WHAT IS BEING ASKED. Give every line from the entries that contains "utility".

(Region pointing data)
===============

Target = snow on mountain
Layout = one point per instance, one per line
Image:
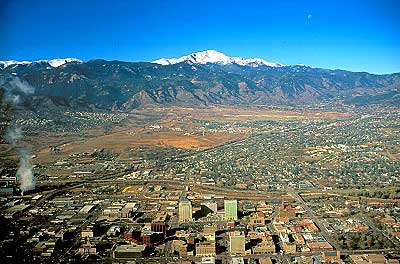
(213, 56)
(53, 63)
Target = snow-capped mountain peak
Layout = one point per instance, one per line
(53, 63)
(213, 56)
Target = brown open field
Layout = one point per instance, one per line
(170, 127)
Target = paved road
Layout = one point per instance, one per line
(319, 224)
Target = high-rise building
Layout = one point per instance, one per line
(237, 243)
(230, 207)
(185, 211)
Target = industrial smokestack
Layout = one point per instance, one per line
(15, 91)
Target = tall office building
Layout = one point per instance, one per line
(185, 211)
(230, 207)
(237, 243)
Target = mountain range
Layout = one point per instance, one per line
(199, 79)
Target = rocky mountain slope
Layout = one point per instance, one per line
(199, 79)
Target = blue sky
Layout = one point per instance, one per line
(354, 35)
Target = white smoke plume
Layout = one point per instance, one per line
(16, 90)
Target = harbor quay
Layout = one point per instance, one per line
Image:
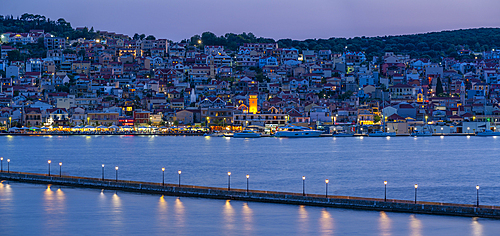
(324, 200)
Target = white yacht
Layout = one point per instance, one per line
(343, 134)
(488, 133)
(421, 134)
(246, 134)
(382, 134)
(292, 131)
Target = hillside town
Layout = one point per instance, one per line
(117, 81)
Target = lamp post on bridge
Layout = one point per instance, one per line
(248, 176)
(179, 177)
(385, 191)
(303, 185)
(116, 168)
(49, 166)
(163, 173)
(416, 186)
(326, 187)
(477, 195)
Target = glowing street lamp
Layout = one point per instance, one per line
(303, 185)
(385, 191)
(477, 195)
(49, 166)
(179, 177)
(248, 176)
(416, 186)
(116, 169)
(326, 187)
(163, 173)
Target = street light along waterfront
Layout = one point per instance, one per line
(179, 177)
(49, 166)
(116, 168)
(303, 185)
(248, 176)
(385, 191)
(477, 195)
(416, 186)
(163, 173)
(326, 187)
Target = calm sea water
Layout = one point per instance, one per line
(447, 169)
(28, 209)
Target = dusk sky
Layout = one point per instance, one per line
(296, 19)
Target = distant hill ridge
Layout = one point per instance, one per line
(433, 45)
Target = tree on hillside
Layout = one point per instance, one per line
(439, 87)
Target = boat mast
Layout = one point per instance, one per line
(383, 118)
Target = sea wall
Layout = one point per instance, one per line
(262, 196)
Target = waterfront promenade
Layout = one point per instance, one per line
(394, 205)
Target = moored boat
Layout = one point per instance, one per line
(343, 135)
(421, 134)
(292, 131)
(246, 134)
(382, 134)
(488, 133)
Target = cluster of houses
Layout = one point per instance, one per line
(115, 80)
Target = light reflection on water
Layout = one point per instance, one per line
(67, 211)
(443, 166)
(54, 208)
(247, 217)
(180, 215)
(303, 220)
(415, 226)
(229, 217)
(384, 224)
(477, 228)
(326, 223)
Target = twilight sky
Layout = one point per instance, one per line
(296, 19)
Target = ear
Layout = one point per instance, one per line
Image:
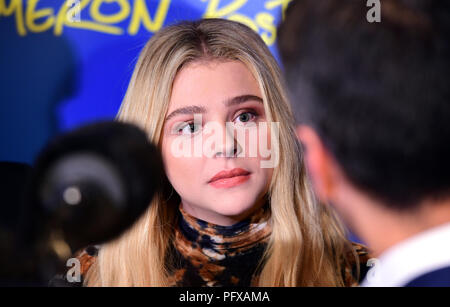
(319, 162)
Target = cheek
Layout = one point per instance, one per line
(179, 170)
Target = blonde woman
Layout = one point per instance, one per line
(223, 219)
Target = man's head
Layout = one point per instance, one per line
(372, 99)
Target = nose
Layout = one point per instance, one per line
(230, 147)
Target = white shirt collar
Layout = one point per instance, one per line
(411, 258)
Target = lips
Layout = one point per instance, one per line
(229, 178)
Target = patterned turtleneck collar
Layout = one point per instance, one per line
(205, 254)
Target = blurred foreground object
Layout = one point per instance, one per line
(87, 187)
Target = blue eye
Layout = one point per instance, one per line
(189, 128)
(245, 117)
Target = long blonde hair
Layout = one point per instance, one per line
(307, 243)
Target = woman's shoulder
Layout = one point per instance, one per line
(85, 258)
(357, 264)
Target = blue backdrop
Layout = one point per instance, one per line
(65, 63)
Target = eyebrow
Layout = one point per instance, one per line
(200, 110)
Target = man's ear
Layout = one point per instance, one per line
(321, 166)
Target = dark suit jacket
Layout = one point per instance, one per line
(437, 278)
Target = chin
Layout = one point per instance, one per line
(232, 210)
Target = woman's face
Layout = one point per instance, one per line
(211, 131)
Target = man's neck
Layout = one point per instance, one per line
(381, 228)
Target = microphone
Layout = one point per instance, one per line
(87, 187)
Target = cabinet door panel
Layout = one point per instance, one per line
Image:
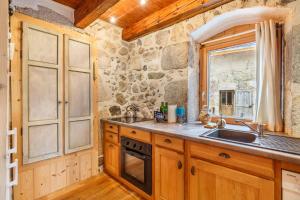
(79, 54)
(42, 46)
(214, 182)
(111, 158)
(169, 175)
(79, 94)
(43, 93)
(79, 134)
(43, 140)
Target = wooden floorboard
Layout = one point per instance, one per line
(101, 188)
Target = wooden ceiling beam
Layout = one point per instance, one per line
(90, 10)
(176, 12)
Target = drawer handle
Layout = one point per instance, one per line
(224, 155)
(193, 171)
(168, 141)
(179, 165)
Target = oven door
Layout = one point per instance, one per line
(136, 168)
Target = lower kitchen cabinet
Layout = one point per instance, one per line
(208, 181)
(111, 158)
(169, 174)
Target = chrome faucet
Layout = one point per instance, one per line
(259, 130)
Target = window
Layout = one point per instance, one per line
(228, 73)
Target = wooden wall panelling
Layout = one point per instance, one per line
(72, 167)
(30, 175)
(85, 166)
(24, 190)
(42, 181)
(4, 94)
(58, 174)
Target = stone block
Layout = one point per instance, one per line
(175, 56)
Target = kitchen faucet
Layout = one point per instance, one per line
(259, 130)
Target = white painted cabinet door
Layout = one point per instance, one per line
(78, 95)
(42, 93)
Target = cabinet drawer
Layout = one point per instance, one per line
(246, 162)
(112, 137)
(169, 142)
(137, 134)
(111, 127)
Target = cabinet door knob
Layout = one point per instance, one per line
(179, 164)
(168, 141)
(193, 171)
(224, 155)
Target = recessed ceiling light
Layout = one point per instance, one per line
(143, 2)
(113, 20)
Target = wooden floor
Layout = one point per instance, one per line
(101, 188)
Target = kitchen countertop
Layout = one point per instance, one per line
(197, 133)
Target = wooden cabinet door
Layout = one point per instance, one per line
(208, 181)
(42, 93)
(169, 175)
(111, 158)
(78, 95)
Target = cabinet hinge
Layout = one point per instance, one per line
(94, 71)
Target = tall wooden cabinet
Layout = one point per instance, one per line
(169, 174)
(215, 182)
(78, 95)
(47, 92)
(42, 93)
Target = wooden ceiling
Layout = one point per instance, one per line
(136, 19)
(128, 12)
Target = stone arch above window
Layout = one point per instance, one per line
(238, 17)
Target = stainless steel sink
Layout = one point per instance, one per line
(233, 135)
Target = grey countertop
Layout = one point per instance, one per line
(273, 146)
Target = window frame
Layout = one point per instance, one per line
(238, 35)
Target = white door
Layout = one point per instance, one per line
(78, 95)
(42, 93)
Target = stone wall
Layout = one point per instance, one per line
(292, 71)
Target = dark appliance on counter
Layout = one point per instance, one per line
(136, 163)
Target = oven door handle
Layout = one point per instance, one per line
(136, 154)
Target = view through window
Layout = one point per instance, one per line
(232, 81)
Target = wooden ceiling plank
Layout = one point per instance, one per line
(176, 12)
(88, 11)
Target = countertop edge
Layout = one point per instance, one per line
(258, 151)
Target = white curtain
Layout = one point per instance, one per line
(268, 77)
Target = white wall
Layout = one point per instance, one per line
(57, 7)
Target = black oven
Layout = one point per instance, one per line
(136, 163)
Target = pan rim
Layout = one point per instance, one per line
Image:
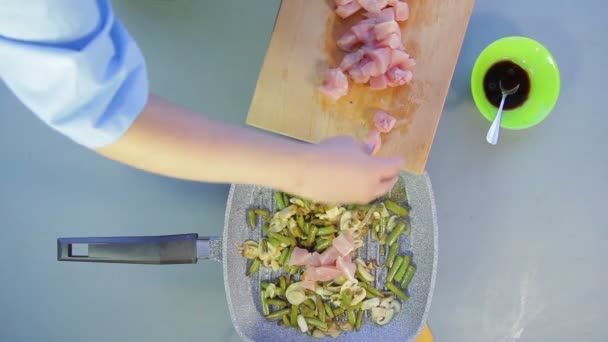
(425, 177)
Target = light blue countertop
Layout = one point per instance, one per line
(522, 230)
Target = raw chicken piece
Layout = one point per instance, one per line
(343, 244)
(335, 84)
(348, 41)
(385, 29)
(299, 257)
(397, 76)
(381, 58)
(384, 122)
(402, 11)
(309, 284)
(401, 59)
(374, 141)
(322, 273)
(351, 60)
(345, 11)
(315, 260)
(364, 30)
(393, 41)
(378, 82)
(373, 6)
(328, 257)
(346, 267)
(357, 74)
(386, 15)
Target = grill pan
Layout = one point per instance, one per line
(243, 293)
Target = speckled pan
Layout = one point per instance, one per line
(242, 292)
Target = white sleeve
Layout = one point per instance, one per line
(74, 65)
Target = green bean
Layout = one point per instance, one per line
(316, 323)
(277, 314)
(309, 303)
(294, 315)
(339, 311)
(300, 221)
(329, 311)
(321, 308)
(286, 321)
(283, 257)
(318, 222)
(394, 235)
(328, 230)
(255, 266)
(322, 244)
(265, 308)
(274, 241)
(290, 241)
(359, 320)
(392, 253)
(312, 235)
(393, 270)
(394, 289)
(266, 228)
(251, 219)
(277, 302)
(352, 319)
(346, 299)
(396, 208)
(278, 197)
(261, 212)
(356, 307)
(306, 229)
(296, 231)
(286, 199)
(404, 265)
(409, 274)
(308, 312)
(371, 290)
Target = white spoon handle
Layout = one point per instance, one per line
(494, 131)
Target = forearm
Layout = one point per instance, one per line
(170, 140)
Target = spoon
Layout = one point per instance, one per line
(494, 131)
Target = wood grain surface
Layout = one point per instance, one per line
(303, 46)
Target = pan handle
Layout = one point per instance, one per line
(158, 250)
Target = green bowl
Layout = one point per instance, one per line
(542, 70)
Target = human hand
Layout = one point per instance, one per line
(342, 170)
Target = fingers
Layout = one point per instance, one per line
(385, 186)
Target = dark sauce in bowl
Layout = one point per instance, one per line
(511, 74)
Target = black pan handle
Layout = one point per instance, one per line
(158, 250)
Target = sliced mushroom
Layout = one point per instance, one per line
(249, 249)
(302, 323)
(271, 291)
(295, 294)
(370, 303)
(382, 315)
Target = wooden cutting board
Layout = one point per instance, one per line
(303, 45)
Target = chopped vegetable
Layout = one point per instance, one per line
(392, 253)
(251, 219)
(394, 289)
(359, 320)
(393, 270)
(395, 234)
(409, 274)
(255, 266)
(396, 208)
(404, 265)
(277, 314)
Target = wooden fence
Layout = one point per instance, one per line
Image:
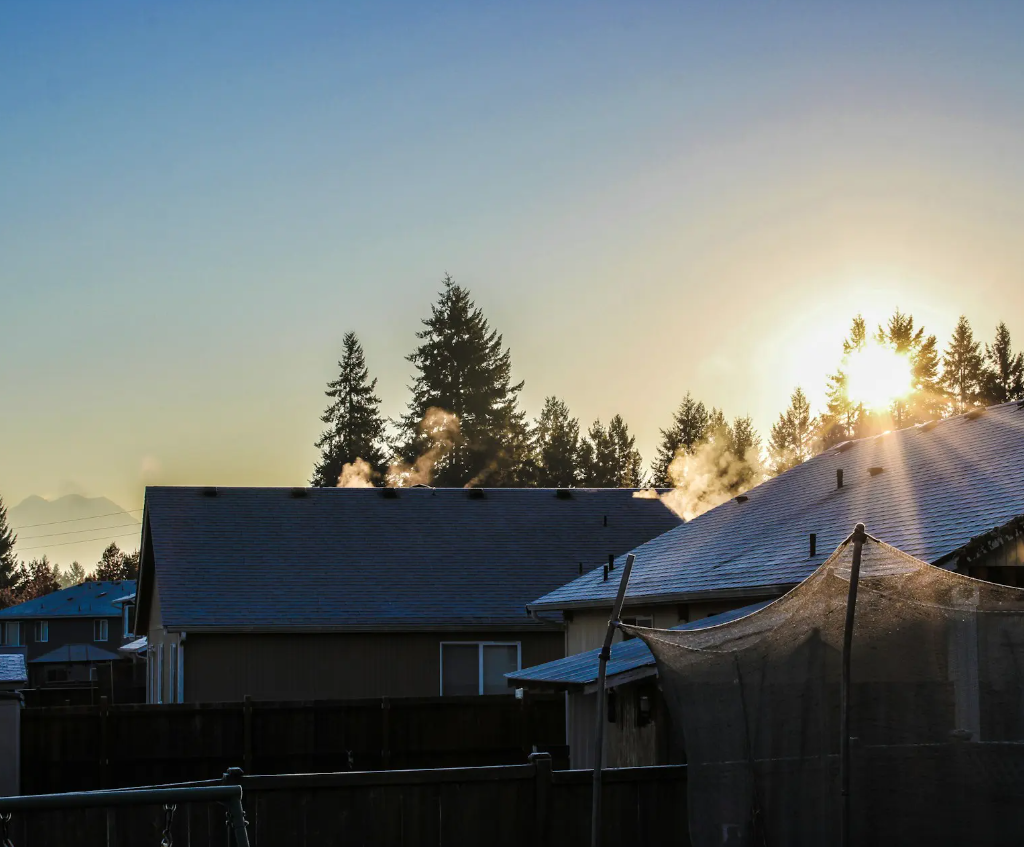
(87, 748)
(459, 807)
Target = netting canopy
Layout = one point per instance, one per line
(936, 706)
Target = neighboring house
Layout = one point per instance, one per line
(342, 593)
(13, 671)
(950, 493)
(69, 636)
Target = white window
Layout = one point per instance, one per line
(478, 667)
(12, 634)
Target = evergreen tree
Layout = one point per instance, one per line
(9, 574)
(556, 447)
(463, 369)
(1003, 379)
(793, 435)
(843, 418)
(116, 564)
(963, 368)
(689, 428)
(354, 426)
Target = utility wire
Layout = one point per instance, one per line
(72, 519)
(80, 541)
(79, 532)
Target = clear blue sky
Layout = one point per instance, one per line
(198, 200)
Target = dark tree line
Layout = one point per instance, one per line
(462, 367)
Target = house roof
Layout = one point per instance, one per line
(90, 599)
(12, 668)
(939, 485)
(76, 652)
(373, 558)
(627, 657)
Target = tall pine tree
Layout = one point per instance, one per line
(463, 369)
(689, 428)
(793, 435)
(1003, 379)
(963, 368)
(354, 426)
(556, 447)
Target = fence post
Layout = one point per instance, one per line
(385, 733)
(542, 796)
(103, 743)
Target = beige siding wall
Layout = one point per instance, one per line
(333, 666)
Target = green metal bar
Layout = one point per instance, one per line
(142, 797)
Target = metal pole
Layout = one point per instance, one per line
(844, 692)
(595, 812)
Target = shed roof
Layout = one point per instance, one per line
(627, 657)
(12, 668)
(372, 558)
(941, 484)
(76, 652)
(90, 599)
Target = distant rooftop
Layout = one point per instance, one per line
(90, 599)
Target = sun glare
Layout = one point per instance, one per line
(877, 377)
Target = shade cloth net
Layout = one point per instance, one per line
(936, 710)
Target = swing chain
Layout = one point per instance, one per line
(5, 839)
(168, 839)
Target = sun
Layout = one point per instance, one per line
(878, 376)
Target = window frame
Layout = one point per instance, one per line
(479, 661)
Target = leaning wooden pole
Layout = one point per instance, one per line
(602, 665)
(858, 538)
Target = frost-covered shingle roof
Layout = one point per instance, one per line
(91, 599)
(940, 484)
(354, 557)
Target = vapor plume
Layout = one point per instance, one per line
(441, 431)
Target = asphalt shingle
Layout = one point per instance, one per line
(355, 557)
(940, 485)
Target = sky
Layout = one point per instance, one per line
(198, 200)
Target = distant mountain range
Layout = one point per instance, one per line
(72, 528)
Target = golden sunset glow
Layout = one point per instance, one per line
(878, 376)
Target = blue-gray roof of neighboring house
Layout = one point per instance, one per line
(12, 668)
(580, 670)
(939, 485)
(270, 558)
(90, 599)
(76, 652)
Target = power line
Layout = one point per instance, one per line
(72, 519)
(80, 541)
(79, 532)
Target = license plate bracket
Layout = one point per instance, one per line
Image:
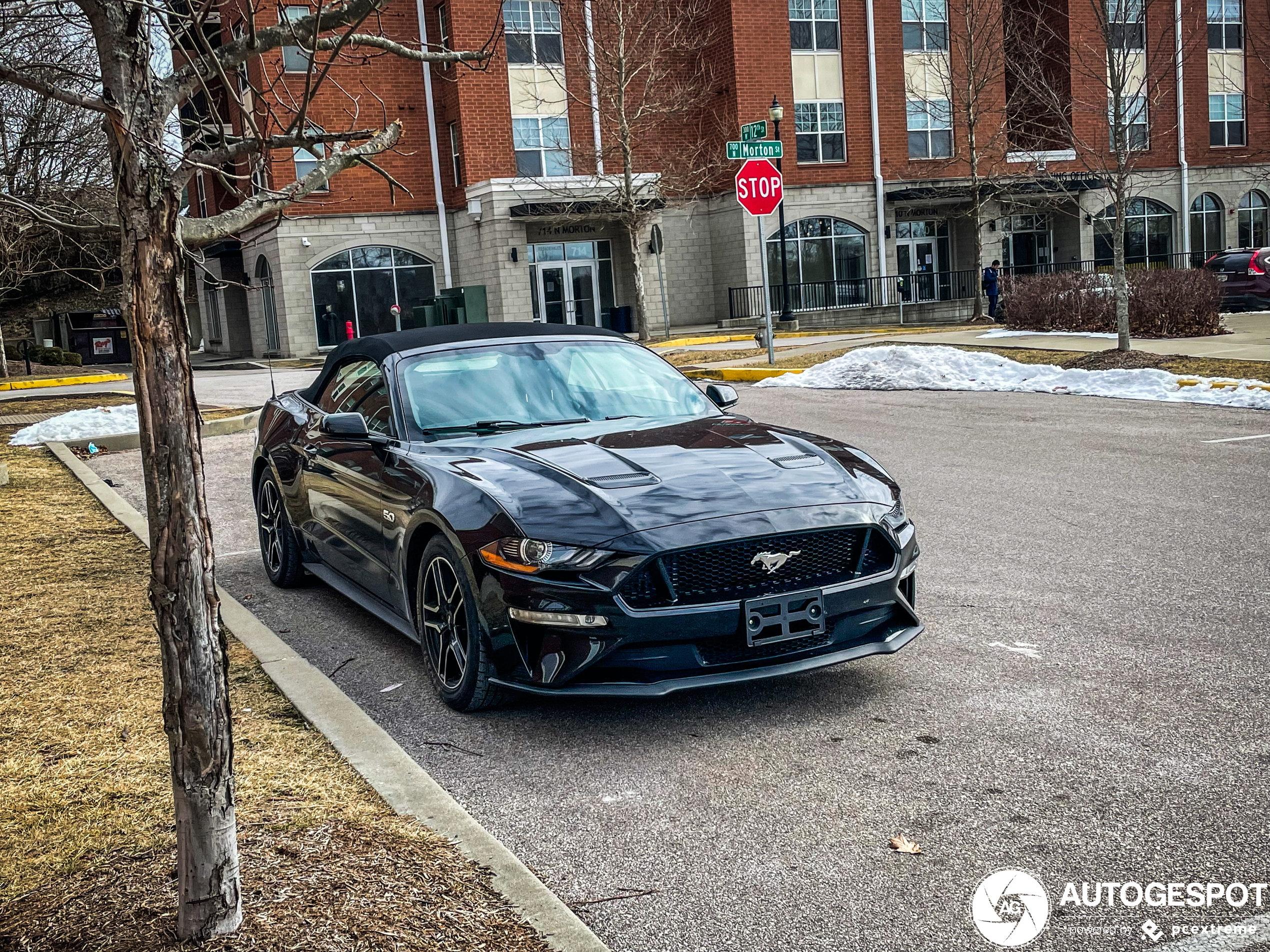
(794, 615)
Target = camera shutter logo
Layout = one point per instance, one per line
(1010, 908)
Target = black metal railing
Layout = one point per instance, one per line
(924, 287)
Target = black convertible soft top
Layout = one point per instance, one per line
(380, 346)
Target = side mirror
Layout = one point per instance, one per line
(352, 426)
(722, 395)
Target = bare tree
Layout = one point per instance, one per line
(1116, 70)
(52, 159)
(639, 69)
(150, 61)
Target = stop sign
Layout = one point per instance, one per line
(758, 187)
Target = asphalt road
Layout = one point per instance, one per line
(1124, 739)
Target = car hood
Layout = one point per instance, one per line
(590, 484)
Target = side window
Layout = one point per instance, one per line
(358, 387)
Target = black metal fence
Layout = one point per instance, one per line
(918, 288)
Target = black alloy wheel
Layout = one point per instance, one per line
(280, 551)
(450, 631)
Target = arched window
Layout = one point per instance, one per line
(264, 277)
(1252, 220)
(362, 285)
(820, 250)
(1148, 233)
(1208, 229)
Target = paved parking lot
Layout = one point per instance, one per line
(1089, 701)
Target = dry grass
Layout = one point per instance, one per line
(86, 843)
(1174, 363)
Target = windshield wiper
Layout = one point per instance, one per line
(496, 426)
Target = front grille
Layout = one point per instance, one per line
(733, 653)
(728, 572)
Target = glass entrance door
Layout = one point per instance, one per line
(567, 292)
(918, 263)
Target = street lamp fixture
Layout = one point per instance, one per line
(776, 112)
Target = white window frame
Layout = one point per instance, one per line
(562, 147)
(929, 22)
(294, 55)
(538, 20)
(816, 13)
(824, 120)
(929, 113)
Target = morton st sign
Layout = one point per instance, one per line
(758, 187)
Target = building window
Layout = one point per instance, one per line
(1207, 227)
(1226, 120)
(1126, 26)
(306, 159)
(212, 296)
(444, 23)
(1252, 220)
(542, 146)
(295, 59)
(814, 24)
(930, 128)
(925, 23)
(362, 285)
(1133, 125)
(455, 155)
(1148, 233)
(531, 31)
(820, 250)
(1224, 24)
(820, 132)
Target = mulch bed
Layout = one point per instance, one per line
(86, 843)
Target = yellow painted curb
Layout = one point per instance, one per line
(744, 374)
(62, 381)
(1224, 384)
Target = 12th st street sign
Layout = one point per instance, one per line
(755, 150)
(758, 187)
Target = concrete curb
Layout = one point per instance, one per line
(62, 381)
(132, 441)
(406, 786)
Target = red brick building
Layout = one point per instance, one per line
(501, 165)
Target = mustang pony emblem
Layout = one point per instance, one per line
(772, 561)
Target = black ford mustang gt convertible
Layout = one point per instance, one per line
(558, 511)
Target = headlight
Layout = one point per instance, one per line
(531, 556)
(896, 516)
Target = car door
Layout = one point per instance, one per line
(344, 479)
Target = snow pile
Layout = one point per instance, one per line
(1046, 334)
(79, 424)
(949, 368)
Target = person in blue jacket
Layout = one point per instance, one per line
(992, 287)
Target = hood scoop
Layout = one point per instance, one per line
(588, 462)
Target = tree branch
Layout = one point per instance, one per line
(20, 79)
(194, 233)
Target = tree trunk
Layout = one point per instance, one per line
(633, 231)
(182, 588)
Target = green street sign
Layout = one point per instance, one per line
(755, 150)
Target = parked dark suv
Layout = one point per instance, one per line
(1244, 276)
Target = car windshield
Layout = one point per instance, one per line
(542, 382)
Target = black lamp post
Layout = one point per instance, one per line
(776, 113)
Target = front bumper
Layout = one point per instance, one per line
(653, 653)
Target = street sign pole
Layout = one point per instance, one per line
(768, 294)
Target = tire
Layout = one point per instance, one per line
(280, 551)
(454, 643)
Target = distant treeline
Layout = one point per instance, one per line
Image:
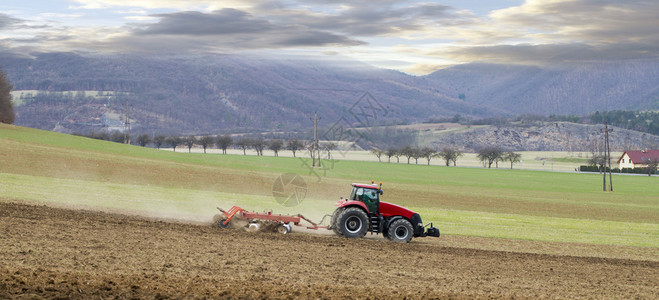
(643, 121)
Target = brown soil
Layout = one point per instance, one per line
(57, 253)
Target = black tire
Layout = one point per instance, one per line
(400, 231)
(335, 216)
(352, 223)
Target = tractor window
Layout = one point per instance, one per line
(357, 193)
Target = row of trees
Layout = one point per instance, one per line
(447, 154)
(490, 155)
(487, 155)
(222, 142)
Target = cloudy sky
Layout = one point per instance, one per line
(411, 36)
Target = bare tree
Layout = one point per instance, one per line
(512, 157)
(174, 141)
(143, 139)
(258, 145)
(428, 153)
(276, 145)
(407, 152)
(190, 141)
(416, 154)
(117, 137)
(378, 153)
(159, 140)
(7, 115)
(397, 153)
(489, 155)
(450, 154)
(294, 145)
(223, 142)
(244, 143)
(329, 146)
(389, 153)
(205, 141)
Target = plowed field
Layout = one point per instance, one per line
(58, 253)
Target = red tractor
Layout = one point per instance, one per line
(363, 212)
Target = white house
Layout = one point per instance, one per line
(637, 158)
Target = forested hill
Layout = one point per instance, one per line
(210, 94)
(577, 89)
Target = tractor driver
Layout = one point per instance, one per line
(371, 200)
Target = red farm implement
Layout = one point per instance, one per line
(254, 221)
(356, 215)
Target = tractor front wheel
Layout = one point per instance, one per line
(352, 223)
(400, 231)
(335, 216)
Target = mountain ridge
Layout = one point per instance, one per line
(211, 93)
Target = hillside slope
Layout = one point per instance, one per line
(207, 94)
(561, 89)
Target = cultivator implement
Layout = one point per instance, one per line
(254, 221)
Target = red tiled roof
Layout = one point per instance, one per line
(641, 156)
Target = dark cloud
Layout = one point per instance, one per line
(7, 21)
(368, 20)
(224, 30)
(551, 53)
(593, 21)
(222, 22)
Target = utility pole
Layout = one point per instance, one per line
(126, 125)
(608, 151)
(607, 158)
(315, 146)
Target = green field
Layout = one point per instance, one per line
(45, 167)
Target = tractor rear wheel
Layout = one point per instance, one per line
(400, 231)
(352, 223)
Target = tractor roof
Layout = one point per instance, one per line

===============

FINAL ANSWER.
Target = utility wire
Target = utility pole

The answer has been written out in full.